**Pointing entries for named objects**
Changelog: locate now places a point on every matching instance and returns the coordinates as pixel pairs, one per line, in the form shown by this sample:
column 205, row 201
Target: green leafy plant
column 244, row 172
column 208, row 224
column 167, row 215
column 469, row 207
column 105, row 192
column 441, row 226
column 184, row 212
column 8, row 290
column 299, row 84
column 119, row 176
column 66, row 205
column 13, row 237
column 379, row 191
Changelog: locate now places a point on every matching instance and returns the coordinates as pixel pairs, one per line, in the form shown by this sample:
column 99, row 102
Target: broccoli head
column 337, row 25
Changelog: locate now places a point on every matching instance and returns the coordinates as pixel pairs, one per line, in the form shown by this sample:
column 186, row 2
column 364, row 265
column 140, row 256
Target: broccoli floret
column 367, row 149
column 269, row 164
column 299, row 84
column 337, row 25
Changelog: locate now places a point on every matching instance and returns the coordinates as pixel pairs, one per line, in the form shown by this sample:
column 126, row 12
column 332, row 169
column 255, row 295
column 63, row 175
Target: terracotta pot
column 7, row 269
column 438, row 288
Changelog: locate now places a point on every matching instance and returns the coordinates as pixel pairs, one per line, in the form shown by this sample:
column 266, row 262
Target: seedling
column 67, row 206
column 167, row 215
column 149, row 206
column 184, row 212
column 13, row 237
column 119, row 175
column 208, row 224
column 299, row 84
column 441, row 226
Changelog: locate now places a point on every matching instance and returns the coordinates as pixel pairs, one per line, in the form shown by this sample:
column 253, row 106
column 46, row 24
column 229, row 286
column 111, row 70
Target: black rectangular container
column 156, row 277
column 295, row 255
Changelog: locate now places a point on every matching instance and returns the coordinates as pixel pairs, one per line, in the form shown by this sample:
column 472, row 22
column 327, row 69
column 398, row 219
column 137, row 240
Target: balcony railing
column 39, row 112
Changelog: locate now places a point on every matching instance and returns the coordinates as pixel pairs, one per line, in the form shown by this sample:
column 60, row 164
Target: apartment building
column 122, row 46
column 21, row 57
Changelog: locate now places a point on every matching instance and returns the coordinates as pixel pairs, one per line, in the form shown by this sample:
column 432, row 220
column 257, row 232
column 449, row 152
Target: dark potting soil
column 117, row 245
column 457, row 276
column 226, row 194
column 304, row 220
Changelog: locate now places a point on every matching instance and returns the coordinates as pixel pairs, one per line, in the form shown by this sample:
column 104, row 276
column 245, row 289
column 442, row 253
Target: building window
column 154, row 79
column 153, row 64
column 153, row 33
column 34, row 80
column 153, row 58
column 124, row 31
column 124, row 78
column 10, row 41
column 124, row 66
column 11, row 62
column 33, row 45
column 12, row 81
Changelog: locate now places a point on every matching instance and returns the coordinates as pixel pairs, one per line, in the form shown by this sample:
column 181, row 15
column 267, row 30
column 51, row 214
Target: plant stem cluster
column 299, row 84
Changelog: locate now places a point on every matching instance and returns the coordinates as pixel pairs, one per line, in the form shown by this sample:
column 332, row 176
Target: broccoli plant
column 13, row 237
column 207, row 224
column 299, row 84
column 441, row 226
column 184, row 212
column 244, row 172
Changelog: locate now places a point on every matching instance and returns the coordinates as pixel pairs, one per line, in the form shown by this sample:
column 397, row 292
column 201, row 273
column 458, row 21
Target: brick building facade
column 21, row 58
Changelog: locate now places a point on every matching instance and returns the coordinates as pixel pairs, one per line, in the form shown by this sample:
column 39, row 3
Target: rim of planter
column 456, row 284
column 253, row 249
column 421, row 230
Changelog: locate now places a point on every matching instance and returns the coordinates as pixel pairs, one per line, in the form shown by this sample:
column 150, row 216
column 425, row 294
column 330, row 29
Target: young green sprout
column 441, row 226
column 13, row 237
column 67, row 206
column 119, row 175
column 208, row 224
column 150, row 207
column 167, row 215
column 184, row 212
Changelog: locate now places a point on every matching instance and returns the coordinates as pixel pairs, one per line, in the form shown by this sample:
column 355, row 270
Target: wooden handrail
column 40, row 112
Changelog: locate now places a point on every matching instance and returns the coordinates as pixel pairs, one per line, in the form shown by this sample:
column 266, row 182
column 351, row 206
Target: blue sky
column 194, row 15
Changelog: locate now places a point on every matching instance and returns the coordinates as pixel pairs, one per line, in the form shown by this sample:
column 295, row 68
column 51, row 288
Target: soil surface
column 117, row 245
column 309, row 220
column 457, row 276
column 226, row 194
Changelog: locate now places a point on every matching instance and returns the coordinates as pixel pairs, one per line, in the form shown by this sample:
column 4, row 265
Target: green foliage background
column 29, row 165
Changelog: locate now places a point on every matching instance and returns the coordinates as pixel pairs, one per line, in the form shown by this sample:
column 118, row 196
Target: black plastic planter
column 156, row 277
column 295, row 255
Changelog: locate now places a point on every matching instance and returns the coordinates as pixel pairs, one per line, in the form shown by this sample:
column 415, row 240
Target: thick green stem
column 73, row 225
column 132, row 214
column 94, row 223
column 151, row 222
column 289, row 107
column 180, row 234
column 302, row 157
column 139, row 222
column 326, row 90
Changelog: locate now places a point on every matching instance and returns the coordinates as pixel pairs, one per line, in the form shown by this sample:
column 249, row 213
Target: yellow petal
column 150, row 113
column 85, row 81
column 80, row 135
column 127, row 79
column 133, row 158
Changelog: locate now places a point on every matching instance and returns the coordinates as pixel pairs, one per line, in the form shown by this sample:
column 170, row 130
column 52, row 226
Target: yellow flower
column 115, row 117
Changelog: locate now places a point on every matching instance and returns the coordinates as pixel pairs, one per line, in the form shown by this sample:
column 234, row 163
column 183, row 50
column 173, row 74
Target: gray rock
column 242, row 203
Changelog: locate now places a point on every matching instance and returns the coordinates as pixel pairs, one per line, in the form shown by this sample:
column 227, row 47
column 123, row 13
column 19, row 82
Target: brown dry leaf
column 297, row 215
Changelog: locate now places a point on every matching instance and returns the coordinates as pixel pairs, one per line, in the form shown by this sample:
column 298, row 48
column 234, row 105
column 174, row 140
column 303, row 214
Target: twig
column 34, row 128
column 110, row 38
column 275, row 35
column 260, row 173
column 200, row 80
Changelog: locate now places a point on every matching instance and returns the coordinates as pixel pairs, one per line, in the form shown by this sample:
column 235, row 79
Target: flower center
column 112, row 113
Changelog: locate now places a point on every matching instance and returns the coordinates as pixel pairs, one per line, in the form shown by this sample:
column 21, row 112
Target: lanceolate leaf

**Aim**
Write out every line of the data above, word for word and in the same order.

**Exercise result**
Changelog: locate now places a point on every matching instance and returns the coordinates as pixel pairs, one per line, in the form shown by this sample:
column 205, row 201
Target: green leafy plant
column 244, row 172
column 208, row 224
column 167, row 215
column 469, row 207
column 105, row 192
column 441, row 226
column 184, row 212
column 8, row 290
column 299, row 84
column 119, row 176
column 66, row 205
column 13, row 237
column 379, row 191
Changelog: locate now places a point on every matching instance and returns the coordinates as pixel pairs, one per line, in the form shown by this sample:
column 99, row 102
Target: broccoli head
column 337, row 25
Changelog: locate now places a point on every matching instance and returns the coordinates as pixel pairs, one per line, in the form shown by this sample:
column 186, row 2
column 364, row 265
column 140, row 256
Target: broccoli floret
column 367, row 149
column 269, row 164
column 299, row 84
column 337, row 25
Changelog: locate now places a point on every matching instance and returns the coordinates as pixel pairs, one per line, in the form shown by this sample:
column 126, row 12
column 332, row 169
column 255, row 295
column 63, row 175
Target: terracotta pot
column 7, row 269
column 438, row 288
Changelog: locate now places a point on every matching instance and returns the coordinates as pixel pairs, one per line, in the form shown by this sample:
column 266, row 262
Target: seedling
column 67, row 206
column 167, row 215
column 149, row 206
column 184, row 212
column 13, row 237
column 119, row 175
column 208, row 224
column 299, row 84
column 441, row 226
Changelog: locate now places a point on every matching instance and returns the coordinates as pixel pairs, one per line, in the form shown by this sample:
column 253, row 106
column 46, row 24
column 229, row 286
column 111, row 70
Target: black rectangular container
column 156, row 277
column 295, row 255
Changelog: locate now places a point on every matching instance and returns the coordinates as pixel pairs, one per line, in the form shown by this sample:
column 472, row 22
column 327, row 69
column 398, row 219
column 137, row 240
Target: balcony railing
column 39, row 112
Changelog: locate now places a point on every matching instance and returns the coordinates as pixel pairs, one per line, in the form shown by this sample:
column 60, row 164
Target: apartment building
column 122, row 46
column 21, row 57
Changelog: locate now places a point on every matching instance and returns the coordinates as pixel pairs, one per line, in the form shown by this sample:
column 432, row 220
column 257, row 232
column 449, row 152
Target: dark potting soil
column 117, row 245
column 457, row 276
column 226, row 194
column 304, row 220
Changelog: locate now places a point on every matching instance and returns the coordinates as pixel pairs, one per line, in the form shown by this sample:
column 104, row 276
column 245, row 289
column 442, row 253
Target: building window
column 154, row 79
column 153, row 64
column 153, row 33
column 34, row 80
column 153, row 58
column 124, row 31
column 124, row 78
column 10, row 41
column 124, row 66
column 11, row 62
column 33, row 45
column 12, row 81
Changelog: locate now places a point on every matching instance and returns the coordinates as pixel pairs, one per line, in the form shown by this sample:
column 181, row 15
column 267, row 30
column 51, row 214
Target: plant stem cluster
column 299, row 84
Changelog: locate now places a point on every matching instance and returns the coordinates as pixel pairs, one per line, in the form shown by this sample:
column 332, row 176
Target: broccoli plant
column 13, row 237
column 207, row 224
column 299, row 84
column 441, row 226
column 184, row 212
column 244, row 172
Changelog: locate now places a point on every matching instance and returns the coordinates as pixel pairs, one per line, in the form shown by this sample:
column 397, row 292
column 201, row 273
column 458, row 21
Target: brick building facade
column 21, row 58
Changelog: locate now places a point on every matching instance and returns the coordinates as pixel pairs, one per line, in the form shown by this sample:
column 39, row 3
Target: rim of planter
column 456, row 284
column 253, row 249
column 421, row 230
Changelog: locate now places a point on every matching instance and returns the coordinates as pixel pairs, one per line, in the form shown by this sample:
column 150, row 216
column 425, row 294
column 330, row 29
Target: young green sprout
column 441, row 226
column 13, row 237
column 67, row 206
column 119, row 175
column 208, row 224
column 150, row 207
column 167, row 215
column 184, row 212
Changelog: locate now places a point on every matching instance and returns the coordinates as pixel pairs, one per line, in the form shown by this sample:
column 355, row 270
Target: wooden handrail
column 40, row 112
Changelog: locate now places a point on every matching instance and returns the coordinates as pixel pairs, one per line, in the form shown by this sample:
column 266, row 182
column 351, row 206
Target: blue sky
column 194, row 15
Changelog: locate now places a point on every matching instance and returns the coordinates as pixel pairs, one per line, in the form shown by this sample:
column 295, row 68
column 51, row 288
Target: soil surface
column 117, row 245
column 309, row 220
column 457, row 276
column 226, row 194
Changelog: locate now places a point on every matching instance and returns the coordinates as pixel pairs, one per line, in the form shown by this sample:
column 4, row 265
Target: green foliage background
column 29, row 165
Changelog: locate now places a point on every matching instance and returns the coordinates as pixel pairs, one per line, in the form shown by this sample:
column 118, row 196
Target: black plastic planter
column 156, row 277
column 295, row 255
Changelog: locate now places a point on every matching instance and returns the coordinates as pixel pairs, one per line, in the form shown by this sample:
column 415, row 240
Target: thick green stem
column 73, row 225
column 132, row 214
column 94, row 223
column 151, row 222
column 289, row 107
column 180, row 234
column 302, row 157
column 139, row 222
column 326, row 90
Changelog: locate now places a point on every matching instance and returns the coordinates as pixel pairs, one per line, in the form shown by this sample:
column 249, row 213
Target: yellow petal
column 150, row 113
column 85, row 81
column 80, row 135
column 127, row 79
column 133, row 158
Changelog: locate now places a point on every matching instance and returns the coordinates as pixel pairs, one per line, in the form shown by this sample:
column 170, row 130
column 52, row 226
Target: yellow flower
column 115, row 117
Changelog: locate now places a point on every matching instance and returns the coordinates as pixel pairs, one per line, in the form shown by this sample:
column 234, row 163
column 183, row 50
column 173, row 74
Target: gray rock
column 242, row 203
Changelog: locate now places a point on every matching instance and returns the coordinates as pixel pairs, one per line, in the form shown by this sample:
column 227, row 47
column 123, row 13
column 19, row 82
Target: brown dry leaf
column 297, row 215
Changelog: locate now places a point on every matching instance and returns the coordinates as pixel pairs, one per line, in the form shown by this sample:
column 298, row 48
column 234, row 105
column 174, row 140
column 303, row 214
Target: twig
column 34, row 128
column 110, row 38
column 275, row 35
column 260, row 173
column 200, row 80
Changelog: locate now places a point on every matching instance and returns the coordinates as pixel pairs, one per line, in the form shown by this sample:
column 235, row 79
Target: flower center
column 112, row 113
Changelog: locate now places a point on every matching instance and returns the coordinates as pixel pairs, one per line, in the form shown by this sample:
column 21, row 112
Target: lanceolate leaf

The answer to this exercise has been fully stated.